▶ [Source text]
Donated stone now marks Christian Eriks Choate's grave at Ridgelawn Cemetery

2013-11-01T18:06:00Z 2013-11-06T11:36:08Z Donated stone now marks Christian Eriks Choate's grave at Ridgelawn CemeteryLU ANN FRANKLIN Times Correspondent
November 01, 2013 6:06 pm  • 

GARY | The kindness of strangers continues to honor the memory of Christian Eriks Choate, a 13-year-old boy whose short life was consumed by the agony of his father’s extreme cruelty.

On Friday, All Saints Day, a headstone featuring a porcelain photo of a smiling Christian was dedicated at Ridgelawn Cemetery, the child’s final resting place, thanks to the fundraising efforts of Pat Breslin, of Washington state.

▶ [Dataset]
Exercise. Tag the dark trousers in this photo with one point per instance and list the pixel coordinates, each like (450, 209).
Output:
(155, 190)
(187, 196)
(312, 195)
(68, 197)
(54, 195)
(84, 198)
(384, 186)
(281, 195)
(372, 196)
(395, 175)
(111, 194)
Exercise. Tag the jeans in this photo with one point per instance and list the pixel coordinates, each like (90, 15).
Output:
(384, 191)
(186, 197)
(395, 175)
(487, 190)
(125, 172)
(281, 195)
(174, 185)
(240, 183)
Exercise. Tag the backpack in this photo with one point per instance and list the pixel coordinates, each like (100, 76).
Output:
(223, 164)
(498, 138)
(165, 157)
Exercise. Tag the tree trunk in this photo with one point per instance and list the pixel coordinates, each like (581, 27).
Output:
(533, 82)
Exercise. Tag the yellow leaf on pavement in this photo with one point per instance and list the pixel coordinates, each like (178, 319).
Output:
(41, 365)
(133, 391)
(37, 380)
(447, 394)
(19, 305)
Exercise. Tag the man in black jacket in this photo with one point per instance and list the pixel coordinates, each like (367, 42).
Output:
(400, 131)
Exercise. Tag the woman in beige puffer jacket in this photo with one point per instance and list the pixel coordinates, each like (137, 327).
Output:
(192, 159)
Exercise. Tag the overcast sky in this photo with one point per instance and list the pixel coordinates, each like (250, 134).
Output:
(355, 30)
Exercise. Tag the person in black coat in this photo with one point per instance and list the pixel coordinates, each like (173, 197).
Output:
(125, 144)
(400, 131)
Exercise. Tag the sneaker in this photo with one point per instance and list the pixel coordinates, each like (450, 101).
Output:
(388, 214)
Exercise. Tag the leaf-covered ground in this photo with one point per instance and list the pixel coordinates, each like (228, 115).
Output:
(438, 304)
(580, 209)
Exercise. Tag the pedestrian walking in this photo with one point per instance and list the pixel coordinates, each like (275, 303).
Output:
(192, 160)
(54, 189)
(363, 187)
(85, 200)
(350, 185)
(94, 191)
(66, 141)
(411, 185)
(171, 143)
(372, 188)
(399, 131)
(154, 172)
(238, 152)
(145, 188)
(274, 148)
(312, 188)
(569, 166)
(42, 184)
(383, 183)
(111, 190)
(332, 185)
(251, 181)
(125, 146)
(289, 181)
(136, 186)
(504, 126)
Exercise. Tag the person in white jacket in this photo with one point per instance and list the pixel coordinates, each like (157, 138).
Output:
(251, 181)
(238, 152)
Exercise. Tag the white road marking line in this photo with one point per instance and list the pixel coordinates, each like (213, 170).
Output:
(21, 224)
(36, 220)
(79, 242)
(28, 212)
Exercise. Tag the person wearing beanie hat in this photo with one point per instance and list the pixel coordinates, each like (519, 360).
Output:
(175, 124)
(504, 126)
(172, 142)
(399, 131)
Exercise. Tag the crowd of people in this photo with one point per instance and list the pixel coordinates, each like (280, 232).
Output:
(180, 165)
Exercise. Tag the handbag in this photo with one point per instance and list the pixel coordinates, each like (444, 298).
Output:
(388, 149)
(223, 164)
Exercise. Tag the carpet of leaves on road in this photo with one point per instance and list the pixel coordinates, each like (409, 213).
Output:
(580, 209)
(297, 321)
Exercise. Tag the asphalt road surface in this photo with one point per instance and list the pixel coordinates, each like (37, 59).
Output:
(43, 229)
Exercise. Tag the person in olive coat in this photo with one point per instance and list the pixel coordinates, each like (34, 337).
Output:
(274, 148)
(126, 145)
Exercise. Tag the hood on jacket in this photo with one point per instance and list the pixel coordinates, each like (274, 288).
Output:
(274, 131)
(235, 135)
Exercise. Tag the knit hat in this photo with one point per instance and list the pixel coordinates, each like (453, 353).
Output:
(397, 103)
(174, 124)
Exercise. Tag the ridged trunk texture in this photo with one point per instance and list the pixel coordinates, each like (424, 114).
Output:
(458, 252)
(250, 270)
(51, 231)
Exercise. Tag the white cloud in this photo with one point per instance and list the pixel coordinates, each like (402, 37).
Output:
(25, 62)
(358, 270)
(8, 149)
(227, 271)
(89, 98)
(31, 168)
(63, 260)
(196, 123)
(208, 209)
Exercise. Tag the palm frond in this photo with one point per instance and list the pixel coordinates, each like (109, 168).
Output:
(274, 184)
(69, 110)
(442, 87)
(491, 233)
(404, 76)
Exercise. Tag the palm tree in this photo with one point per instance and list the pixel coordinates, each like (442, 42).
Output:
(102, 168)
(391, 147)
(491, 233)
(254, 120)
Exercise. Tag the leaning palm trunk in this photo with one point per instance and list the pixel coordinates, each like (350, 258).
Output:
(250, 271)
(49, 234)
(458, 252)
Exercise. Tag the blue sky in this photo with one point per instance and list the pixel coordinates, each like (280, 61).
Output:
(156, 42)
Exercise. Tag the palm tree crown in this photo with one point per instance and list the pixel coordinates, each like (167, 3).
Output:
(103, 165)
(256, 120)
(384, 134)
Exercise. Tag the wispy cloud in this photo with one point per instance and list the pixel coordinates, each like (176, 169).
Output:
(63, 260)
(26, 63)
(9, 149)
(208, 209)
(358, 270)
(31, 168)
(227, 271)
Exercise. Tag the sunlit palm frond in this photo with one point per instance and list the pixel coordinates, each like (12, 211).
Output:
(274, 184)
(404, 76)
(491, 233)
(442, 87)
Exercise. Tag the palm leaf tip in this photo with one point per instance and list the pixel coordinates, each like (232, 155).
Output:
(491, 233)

▶ [Description of the task] Repeat the part of the article about Christian Eriks Choate's headstone from "2013-11-01T18:06:00Z 2013-11-06T11:36:08Z Donated" to "of Washington state.", copying it word for word.

▶ [Answer space]
2013-11-01T18:06:00Z 2013-11-06T11:36:08Z Donated stone now marks Christian Eriks Choate's grave at Ridgelawn CemeteryLU ANN FRANKLIN Times Correspondent
November 01, 2013 6:06 pm  • 

GARY | The kindness of strangers continues to honor the memory of Christian Eriks Choate, a 13-year-old boy whose short life was consumed by the agony of his father’s extreme cruelty.

On Friday, All Saints Day, a headstone featuring a porcelain photo of a smiling Christian was dedicated at Ridgelawn Cemetery, the child’s final resting place, thanks to the fundraising efforts of Pat Breslin, of Washington state.